# [Exercise requirements]
Return the lines beginning at the one that contains "of the blue" and continuing to the end of the entries, including both ends, exactly as written and nothing else.

# [Dataset records]
-------

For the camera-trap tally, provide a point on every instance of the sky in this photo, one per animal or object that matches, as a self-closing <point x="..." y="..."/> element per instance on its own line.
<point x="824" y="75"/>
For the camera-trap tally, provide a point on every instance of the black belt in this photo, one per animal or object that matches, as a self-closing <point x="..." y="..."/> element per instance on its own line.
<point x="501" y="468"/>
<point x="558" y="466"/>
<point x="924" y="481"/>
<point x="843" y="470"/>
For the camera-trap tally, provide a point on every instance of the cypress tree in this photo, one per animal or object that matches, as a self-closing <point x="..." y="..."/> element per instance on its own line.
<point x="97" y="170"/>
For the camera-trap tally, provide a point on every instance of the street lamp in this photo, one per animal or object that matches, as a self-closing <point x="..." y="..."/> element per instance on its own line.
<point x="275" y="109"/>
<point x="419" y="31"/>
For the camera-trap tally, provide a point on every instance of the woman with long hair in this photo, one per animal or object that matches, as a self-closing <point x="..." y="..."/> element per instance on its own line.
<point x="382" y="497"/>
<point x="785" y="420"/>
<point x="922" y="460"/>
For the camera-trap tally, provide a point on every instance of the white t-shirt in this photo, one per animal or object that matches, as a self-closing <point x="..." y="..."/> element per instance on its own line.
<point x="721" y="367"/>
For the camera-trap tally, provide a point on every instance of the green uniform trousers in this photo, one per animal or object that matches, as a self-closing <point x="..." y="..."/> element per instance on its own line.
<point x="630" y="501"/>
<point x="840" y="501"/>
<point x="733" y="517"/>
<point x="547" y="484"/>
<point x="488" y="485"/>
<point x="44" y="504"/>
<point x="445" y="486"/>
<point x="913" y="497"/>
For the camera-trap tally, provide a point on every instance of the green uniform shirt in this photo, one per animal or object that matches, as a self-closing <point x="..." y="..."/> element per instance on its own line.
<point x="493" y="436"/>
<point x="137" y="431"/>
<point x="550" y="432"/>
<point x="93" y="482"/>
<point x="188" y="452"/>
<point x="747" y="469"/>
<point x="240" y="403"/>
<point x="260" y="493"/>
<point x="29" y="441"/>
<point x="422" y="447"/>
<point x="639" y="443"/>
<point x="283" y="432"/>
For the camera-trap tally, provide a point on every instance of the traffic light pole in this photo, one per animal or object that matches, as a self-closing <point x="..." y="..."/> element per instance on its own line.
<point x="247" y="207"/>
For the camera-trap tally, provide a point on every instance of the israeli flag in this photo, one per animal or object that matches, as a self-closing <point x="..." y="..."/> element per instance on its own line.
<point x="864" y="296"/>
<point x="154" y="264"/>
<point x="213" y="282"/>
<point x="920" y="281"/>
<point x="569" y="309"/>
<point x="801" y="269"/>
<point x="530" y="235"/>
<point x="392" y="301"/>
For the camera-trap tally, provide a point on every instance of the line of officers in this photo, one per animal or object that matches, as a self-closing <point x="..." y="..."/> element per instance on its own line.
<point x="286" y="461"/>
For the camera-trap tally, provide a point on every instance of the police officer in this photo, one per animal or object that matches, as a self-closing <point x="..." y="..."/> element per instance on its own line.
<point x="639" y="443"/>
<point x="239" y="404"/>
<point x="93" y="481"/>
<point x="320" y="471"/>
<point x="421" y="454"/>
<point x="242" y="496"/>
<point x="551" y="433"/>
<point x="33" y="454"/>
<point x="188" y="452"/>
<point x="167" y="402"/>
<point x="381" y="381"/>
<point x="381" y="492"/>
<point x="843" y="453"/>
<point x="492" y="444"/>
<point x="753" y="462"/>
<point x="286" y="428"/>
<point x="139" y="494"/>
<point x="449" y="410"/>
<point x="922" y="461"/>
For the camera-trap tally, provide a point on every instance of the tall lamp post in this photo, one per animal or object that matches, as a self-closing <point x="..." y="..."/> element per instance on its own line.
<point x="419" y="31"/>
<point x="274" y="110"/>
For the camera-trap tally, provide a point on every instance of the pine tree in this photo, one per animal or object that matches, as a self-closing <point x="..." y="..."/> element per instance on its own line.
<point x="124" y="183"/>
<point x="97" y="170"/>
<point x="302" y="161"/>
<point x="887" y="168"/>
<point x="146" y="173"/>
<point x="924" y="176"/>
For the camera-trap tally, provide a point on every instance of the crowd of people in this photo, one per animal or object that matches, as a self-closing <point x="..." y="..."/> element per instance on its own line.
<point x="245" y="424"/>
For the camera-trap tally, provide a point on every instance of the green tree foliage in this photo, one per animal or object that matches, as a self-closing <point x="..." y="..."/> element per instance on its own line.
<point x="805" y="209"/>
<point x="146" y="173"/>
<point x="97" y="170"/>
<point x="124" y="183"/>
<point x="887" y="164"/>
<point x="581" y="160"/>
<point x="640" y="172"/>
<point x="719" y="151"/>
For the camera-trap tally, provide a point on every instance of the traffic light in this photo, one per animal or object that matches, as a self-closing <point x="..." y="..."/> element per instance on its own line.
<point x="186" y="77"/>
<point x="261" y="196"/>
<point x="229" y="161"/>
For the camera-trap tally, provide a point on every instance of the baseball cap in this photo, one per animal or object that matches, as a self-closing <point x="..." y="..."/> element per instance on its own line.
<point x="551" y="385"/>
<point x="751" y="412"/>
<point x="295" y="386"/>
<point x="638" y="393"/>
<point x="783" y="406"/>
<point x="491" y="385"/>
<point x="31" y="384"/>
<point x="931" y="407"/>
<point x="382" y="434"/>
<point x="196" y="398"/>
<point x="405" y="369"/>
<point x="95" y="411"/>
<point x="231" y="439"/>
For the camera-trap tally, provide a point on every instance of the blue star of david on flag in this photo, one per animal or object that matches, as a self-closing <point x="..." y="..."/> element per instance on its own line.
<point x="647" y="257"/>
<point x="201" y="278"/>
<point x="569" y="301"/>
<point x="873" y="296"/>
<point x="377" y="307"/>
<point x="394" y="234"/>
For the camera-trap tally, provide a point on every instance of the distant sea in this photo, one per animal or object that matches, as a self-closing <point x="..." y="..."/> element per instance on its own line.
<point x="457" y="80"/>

-------

# [The solution]
For the camera-trap tally, provide a point on every instance of the blue star of david on flag in this photo, one per animal or object that matches, as a self-closing <point x="..." y="..."/> element per instance on its own line.
<point x="647" y="257"/>
<point x="201" y="278"/>
<point x="569" y="301"/>
<point x="873" y="296"/>
<point x="377" y="307"/>
<point x="394" y="234"/>
For the camera-trap tally, provide a point on every instance of the distant sea in this photo, one per animal or object that matches, as a self-closing <point x="..." y="..."/> element per instance on its own line.
<point x="457" y="80"/>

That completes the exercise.